*Data in this exercise:*

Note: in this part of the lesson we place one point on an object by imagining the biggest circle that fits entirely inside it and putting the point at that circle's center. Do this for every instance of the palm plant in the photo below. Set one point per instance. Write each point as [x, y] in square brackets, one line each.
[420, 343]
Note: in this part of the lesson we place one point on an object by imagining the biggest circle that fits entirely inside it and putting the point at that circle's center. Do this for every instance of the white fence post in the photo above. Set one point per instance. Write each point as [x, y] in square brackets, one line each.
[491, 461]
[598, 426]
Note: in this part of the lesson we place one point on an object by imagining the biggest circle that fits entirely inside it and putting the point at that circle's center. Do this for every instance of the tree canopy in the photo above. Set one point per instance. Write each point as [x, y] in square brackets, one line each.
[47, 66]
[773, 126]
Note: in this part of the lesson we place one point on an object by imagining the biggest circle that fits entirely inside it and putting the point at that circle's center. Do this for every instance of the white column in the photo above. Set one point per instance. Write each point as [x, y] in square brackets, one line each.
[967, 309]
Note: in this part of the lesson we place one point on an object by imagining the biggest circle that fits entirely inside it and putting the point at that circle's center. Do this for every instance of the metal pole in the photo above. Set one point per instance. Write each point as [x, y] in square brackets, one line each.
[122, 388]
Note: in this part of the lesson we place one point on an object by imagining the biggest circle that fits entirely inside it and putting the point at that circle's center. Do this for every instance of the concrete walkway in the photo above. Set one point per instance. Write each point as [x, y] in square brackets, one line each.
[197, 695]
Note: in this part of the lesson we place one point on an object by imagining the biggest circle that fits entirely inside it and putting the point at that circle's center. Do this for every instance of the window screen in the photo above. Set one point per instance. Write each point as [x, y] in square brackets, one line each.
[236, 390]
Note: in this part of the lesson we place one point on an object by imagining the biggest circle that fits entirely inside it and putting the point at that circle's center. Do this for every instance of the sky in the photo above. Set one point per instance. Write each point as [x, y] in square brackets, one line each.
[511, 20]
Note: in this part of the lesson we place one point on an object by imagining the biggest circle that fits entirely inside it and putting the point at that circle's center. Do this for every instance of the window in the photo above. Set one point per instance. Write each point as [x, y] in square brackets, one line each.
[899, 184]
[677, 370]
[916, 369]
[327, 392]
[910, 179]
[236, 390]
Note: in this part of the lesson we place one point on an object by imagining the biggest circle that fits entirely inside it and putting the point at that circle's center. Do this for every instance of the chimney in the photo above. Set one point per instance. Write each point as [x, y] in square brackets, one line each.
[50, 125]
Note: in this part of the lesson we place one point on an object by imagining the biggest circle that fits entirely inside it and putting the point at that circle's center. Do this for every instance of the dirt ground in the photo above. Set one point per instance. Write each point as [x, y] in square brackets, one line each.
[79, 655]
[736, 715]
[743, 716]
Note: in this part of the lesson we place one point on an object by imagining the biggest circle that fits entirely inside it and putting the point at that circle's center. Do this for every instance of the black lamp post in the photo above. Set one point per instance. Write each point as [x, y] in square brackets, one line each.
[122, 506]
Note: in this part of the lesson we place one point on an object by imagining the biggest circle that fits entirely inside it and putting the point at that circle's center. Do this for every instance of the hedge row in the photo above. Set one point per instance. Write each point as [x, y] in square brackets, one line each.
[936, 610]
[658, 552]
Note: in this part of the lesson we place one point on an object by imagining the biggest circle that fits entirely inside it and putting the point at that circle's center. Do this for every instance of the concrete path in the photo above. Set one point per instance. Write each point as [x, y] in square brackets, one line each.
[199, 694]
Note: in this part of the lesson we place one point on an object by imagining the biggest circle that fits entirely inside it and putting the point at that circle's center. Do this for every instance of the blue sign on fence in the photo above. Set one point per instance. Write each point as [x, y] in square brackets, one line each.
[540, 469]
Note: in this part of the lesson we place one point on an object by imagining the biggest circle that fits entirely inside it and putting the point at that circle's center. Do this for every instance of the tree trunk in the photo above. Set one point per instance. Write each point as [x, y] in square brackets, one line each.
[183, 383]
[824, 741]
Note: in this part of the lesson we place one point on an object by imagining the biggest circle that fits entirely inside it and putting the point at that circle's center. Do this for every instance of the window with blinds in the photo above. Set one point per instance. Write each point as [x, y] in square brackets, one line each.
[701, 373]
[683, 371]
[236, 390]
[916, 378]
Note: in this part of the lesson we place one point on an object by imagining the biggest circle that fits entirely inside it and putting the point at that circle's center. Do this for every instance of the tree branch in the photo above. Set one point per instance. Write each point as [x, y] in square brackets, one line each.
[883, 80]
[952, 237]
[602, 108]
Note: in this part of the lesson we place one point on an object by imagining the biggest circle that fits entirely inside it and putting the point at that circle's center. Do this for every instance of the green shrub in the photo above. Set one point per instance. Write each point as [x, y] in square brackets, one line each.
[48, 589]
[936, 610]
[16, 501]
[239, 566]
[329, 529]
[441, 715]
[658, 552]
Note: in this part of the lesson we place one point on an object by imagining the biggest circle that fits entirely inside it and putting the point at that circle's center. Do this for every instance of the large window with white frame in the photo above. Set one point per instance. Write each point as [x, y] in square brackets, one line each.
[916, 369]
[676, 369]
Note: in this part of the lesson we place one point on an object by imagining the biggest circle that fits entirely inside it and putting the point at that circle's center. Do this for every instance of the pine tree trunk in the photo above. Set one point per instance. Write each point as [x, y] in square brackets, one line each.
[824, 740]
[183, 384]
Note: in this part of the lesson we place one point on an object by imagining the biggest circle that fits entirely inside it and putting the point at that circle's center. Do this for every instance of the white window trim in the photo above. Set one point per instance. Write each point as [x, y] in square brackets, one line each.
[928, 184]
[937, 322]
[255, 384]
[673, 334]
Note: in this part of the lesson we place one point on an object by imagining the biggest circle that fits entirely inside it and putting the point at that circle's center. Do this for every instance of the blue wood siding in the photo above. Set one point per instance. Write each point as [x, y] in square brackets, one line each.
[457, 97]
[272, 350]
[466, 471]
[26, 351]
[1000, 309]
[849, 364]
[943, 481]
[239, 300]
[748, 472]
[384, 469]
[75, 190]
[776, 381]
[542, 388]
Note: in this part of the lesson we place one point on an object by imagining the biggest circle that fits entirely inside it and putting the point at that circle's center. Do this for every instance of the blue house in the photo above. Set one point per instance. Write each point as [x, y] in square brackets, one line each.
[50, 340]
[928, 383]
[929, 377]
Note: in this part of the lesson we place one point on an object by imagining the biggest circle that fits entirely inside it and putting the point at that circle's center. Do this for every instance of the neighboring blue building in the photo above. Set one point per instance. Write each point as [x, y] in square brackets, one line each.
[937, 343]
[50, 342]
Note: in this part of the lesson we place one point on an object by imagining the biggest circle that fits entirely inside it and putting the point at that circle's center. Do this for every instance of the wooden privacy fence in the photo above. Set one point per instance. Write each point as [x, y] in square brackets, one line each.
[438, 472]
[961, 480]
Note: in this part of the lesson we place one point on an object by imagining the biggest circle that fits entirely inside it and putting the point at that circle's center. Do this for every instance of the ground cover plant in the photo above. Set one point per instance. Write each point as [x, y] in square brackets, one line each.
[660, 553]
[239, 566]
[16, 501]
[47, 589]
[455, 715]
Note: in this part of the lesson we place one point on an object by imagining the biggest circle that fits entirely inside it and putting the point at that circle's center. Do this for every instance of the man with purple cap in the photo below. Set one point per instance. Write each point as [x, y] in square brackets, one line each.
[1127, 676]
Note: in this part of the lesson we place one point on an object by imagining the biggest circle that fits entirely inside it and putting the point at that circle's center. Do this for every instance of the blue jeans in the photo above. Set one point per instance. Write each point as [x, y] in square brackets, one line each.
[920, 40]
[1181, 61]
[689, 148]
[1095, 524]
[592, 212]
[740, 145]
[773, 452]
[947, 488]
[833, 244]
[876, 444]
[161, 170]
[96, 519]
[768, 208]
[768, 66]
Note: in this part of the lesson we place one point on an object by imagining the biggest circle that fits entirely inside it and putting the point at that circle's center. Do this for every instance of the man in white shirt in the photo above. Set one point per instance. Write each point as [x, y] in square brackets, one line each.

*Aim of the task:* Lines from the one holding "of the wooden" through the last line of the material are to be repeated exactly; no other lines belong in the answer.

*Answer box:*
Note: in this part of the lesson we place one point on an object by imagining the biggest circle that fits entirely inside it and putting the point at that circle's center. Do this for every instance of the wooden privacy fence in the photo above. Set one point per instance. Write each point as [x, y] in square brackets, one line each.
[438, 472]
[961, 480]
Note: in this part of the lesson we place one point on an object by imagining the biggest circle that fits entirely inside it and putting the point at that circle's center. Do this for every instance of the ground cover plant in the photo above. Set one point per instance. Write each point as [x, y] in square brackets, one line each.
[660, 553]
[239, 566]
[16, 501]
[47, 589]
[455, 715]
Note: in this part of the lesson we place one point on an object by imagining the biggest circle that fits entirely inside it and putting the point at that circle's center. Do this for every instance of the man with purple cap in the photo below. Set one point per instance. Write each point as [x, y] in square brackets, one line each.
[1127, 676]
Note: in this part of the lesson we place one point on an object by imagining the biggest circle that fits entirely inside it and putting the point at that circle's center. Do this for every instance of the blue jeans in the photo above. Set one point per instance. Write each point as [x, y] in square brackets, one line each.
[920, 40]
[1181, 61]
[689, 148]
[1095, 524]
[592, 212]
[740, 145]
[773, 452]
[947, 488]
[833, 244]
[876, 444]
[161, 170]
[96, 519]
[768, 208]
[768, 66]
Note: in this part of the lesson we place one point on an object by imagining the biggest circle that fits entirely inside it and putting the point at that circle's center. Do this for every instance of the man in white shirt in the photo above. Set one point per instance. Write each point as [x, y] in square brackets, one line each.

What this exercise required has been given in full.